• Requirements:
Reproduce every one of the records below verbatim, line for line, and leave the pictures out of your copy.

• Stored data:
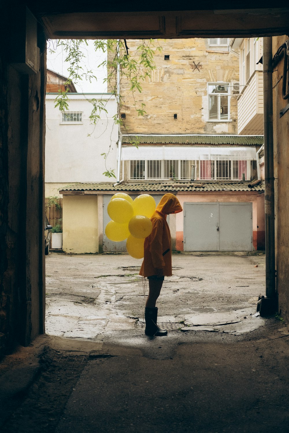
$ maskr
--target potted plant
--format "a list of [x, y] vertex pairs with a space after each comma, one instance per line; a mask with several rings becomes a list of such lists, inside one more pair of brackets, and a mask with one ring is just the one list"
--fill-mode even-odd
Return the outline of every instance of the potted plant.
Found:
[[62, 248], [62, 230], [60, 224], [56, 224], [51, 229], [51, 248], [61, 249]]

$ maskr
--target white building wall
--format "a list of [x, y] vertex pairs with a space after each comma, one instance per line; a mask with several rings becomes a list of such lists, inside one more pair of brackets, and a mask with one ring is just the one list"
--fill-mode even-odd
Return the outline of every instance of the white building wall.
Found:
[[[103, 174], [114, 169], [116, 175], [118, 133], [113, 119], [117, 112], [114, 97], [68, 94], [68, 110], [82, 112], [82, 123], [75, 124], [62, 123], [62, 113], [54, 107], [56, 96], [48, 94], [46, 97], [45, 182], [49, 195], [52, 191], [49, 184], [54, 187], [78, 182], [115, 181]], [[95, 125], [89, 119], [92, 105], [89, 100], [93, 98], [104, 101], [107, 111], [100, 113]], [[106, 161], [103, 153], [108, 154]]]

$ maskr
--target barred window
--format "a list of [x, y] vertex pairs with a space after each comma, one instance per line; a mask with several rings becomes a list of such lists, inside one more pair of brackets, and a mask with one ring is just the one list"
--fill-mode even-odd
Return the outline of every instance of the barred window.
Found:
[[218, 159], [199, 161], [199, 178], [203, 181], [250, 180], [256, 171], [256, 161], [247, 160]]
[[81, 123], [82, 111], [64, 111], [62, 113], [62, 123]]
[[134, 159], [130, 161], [130, 179], [140, 180], [145, 178], [145, 161]]
[[189, 180], [191, 162], [177, 159], [132, 160], [129, 176], [132, 180]]

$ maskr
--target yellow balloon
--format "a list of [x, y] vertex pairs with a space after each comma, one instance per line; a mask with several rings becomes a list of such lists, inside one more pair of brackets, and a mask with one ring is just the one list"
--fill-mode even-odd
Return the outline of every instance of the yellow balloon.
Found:
[[143, 239], [147, 237], [152, 233], [153, 224], [147, 216], [135, 215], [130, 220], [128, 229], [135, 238]]
[[125, 224], [133, 215], [133, 210], [127, 200], [117, 198], [110, 200], [107, 205], [107, 213], [116, 223]]
[[134, 259], [142, 259], [143, 257], [144, 239], [135, 238], [130, 235], [127, 240], [127, 251]]
[[110, 200], [113, 200], [114, 198], [124, 198], [125, 200], [127, 200], [128, 202], [130, 203], [131, 204], [132, 204], [133, 203], [133, 200], [130, 196], [128, 194], [126, 194], [125, 192], [116, 193], [114, 195], [113, 195]]
[[133, 214], [150, 218], [156, 209], [153, 197], [149, 194], [141, 194], [136, 197], [133, 204]]
[[109, 239], [114, 242], [120, 242], [130, 236], [127, 224], [119, 224], [115, 221], [110, 221], [105, 227], [105, 234]]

• Finished exercise:
$ maskr
--target potted plant
--format "a list of [x, y] vertex pairs with a space after each comma, one instance per line; a mask with several rings becomes a list of such lists, inside one more pair of brackets, and a mask with one ring is just the one list"
--fill-mode even-odd
Return the outline of every instance of the potted plant.
Found:
[[62, 248], [62, 230], [60, 224], [56, 224], [51, 229], [51, 248], [61, 249]]

$ maskr
--target white building wall
--format "a list of [x, y] vertex pairs with a space after each comma, one instance per line; a mask with several rings becomes a list of such lists, inside one more pair of brackets, and a mask with one ring is just the one list"
--fill-mode even-odd
Return the outline of every instance of the white building wall.
Found:
[[[103, 174], [114, 169], [116, 175], [118, 133], [113, 119], [117, 112], [114, 97], [68, 94], [68, 110], [82, 112], [82, 123], [75, 124], [62, 123], [62, 113], [54, 107], [56, 96], [48, 94], [46, 97], [45, 182], [49, 195], [52, 191], [49, 184], [54, 187], [78, 182], [115, 181]], [[95, 125], [89, 119], [92, 105], [89, 100], [93, 98], [104, 101], [107, 111], [100, 113]], [[106, 161], [103, 153], [108, 154]]]

$ maskr
--target barred window
--format "a list of [x, y] vertex pairs with a space after each comma, one instance per line; a mask with several rings becomes a list of such lists, inside one more pair of brackets, and a mask with one ring is just the one list"
--fill-mode even-odd
Return the outline of every instance of the barred window.
Found:
[[218, 159], [199, 161], [199, 178], [203, 181], [250, 180], [256, 171], [256, 161], [247, 160]]
[[81, 123], [82, 111], [64, 111], [62, 113], [62, 123]]
[[134, 159], [130, 161], [130, 179], [140, 180], [145, 178], [145, 161]]
[[189, 180], [191, 162], [177, 159], [132, 160], [129, 176], [132, 180]]

$ maskr
--target yellow balloon
--format "a list of [x, y] vertex pairs with a space after each comma, one instance per line; a mask with several rings becomes a list of such lists, inside one more pair of brackets, and a mask with one ring is just the one list"
--fill-mode even-odd
Return the outline of every instance of the yellow balloon.
Found:
[[143, 239], [147, 237], [152, 233], [153, 224], [147, 216], [135, 215], [130, 220], [128, 229], [135, 238]]
[[125, 224], [133, 215], [133, 210], [127, 200], [117, 198], [110, 200], [107, 205], [107, 213], [116, 223]]
[[134, 259], [142, 259], [143, 257], [144, 239], [135, 238], [130, 235], [127, 240], [127, 251]]
[[110, 200], [113, 200], [114, 198], [124, 198], [125, 200], [127, 200], [128, 202], [130, 203], [131, 204], [132, 204], [133, 203], [133, 200], [130, 196], [128, 194], [126, 194], [125, 192], [116, 193], [114, 195], [113, 195]]
[[133, 214], [150, 218], [156, 209], [153, 197], [149, 194], [141, 194], [136, 197], [133, 204]]
[[109, 239], [114, 242], [120, 242], [130, 236], [127, 224], [119, 224], [115, 221], [110, 221], [105, 227], [105, 234]]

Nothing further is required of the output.